* [PROBLEM DETAILS]:
Output the line containing "of the oval" and all subsequent lines of the listing below, copied exactly, with no other lines.

* [INFORMATION GIVEN]:
<<<<

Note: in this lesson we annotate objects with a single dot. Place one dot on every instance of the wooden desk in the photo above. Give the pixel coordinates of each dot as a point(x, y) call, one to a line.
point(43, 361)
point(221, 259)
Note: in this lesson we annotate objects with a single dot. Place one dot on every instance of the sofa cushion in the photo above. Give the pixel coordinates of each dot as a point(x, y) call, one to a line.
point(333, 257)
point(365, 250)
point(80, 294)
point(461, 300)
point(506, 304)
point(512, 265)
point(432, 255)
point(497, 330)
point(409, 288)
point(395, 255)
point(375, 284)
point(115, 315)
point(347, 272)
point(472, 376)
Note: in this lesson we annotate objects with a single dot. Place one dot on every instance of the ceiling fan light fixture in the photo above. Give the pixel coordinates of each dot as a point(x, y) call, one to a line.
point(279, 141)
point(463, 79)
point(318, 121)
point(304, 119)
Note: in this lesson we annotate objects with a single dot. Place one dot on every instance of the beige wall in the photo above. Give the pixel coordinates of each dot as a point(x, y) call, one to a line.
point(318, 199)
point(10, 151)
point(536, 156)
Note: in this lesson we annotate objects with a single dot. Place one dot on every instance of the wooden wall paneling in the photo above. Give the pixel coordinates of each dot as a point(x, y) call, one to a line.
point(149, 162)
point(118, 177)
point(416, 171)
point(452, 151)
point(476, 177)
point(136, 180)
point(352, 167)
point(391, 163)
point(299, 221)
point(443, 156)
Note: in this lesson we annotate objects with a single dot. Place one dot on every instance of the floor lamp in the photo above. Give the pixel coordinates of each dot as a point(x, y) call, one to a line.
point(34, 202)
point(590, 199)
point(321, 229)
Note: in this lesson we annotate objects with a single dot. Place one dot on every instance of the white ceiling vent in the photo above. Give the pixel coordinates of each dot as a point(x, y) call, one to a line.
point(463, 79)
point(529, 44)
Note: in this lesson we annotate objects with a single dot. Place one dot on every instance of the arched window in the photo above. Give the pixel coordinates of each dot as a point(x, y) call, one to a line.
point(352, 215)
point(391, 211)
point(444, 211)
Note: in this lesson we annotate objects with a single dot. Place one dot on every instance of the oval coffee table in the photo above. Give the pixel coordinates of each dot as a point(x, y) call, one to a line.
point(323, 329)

>>>>

* [OUTPUT OF THE TASK]:
Note: in this lesson we annotate objects with a single dot. Place one dot on every instance of the oval coffee table in the photo above. Give the pixel coordinates of each dot as a point(x, y) call, one to a line.
point(323, 329)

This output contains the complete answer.